Position annotation records:
________________

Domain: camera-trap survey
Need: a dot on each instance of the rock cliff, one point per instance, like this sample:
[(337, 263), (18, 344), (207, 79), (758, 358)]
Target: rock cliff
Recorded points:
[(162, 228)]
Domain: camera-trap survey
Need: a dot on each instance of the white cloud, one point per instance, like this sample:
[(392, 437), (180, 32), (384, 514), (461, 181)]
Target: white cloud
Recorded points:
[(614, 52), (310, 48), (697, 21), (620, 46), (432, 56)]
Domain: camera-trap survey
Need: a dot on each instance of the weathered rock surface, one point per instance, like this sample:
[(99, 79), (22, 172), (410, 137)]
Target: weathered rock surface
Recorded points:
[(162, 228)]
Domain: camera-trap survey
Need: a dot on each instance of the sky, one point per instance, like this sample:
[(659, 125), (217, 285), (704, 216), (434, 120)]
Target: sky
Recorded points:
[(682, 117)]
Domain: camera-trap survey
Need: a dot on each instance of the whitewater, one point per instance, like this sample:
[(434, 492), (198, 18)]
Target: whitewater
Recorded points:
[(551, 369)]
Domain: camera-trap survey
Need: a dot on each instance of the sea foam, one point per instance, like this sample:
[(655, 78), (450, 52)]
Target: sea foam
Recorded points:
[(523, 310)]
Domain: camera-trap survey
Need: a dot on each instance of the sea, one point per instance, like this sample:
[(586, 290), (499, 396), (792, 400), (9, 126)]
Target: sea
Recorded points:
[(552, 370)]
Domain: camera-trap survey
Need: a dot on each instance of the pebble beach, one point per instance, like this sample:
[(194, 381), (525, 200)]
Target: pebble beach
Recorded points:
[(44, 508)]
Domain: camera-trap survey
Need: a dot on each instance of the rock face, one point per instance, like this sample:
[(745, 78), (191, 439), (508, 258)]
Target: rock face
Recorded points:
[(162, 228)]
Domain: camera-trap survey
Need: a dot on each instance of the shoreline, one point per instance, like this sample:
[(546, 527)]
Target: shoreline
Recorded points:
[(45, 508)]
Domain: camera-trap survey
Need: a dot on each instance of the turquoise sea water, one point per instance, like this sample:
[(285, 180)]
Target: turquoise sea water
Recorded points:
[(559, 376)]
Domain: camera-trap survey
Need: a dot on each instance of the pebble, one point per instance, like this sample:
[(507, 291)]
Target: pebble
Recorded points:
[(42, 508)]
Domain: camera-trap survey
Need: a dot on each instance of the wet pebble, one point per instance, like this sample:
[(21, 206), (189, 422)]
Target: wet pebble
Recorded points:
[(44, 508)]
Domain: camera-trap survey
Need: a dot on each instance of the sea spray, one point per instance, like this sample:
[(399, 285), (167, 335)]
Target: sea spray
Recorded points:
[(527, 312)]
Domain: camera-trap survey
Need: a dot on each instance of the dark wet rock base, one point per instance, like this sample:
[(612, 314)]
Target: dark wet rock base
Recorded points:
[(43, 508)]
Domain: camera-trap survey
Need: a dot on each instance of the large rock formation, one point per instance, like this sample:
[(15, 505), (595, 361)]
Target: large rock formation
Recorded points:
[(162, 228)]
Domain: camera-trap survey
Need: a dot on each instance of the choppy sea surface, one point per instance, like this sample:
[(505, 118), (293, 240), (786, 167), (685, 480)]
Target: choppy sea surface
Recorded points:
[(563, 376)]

________________

• [Work instructions]
Write out every entry above, word for word.

• [Full answer]
Domain: camera-trap survey
Need: a dot on each instance of the rock cliff, one point per instance, like this sample:
[(337, 263), (18, 344), (207, 79), (758, 358)]
Target: rock cliff
Recorded points:
[(162, 228)]
Domain: camera-trap survey
Need: a dot on each instance of the white cloud, one point per instance, like this sample:
[(392, 437), (180, 32), (384, 514), (461, 181)]
Target: white cloud
Recorded points:
[(614, 52), (310, 48), (697, 21), (620, 46), (432, 56)]
Domain: camera-trap survey
Need: a dot on each instance of the weathered rock surface, one point per instance, like this sample:
[(99, 79), (22, 172), (410, 137)]
Target: weathered rock surface
Recorded points:
[(162, 228)]
Domain: camera-trap survey
Need: a dot on each instance of the sky, one point per instance, like this sample:
[(659, 125), (217, 285), (704, 216), (434, 120)]
Target: sky
Recorded points:
[(682, 117)]
Domain: camera-trap survey
Need: a dot on each instance of the whitewater, one point per instance, like this sample:
[(434, 492), (198, 18)]
Target: whitewater
Recorded points:
[(551, 369)]
Domain: camera-trap survey
Need: a dot on each instance of the sea foam, one point per instance, like this sample:
[(655, 78), (450, 52)]
Target: sea foam
Recorded points:
[(523, 310)]
Domain: camera-trap survey
Need: a dot on each instance of the sea, one point per instance, like this sample:
[(586, 290), (499, 396), (792, 400), (9, 126)]
Target: sea
Recorded points:
[(552, 370)]
Domain: camera-trap survey
Need: a dot on each instance of the pebble beach, one point per instance, like this sample:
[(194, 381), (525, 200)]
Target: pebble beach
Recorded points:
[(44, 508)]
Domain: camera-trap survey
Need: a dot on each instance of the rock face, one point per instance, like this sample:
[(745, 78), (191, 439), (508, 258)]
Target: rock face
Recorded points:
[(162, 228)]
Domain: camera-trap survey
Need: a dot on each instance of the shoreline, one point per instance, like this sample:
[(546, 527)]
Target: shoreline
Recorded points:
[(45, 508)]
Domain: camera-trap survey
Need: a dot on each instance of the turquoise sea water, one point per instance, like this sample:
[(285, 180)]
Target: turquoise sea water
Recorded points:
[(559, 376)]
Domain: camera-trap survey
Need: a dot on each instance of the pebble, one point per instance, like this sample:
[(507, 291)]
Target: pebble
Recorded points:
[(42, 508)]
Domain: camera-trap survey
Need: a dot on each instance of the wet pebble, one point per instance, like this sample:
[(21, 206), (189, 422)]
Target: wet pebble
Recorded points:
[(44, 508)]
Domain: camera-trap survey
Need: a dot on each instance of the sea spray, one point per instance, like this sample:
[(399, 285), (167, 335)]
Target: sea spray
Recorded points:
[(527, 312)]
Domain: camera-trap survey
Need: a dot on each instance of the dark wet rock base, one point per instance, like this sample:
[(612, 314)]
Target: dark wet rock base
Recorded points:
[(43, 508)]
Domain: camera-trap survey
Need: a dot on each instance of the large rock formation, one point per instance, like this sample:
[(15, 505), (595, 361)]
Target: large rock formation
Recorded points:
[(162, 228)]
Domain: camera-trap survey
Need: a dot on each instance of the choppy sea surface, one point per instance, like this sample:
[(505, 118), (293, 240), (786, 167), (685, 480)]
Target: choppy sea surface
Recorded points:
[(563, 376)]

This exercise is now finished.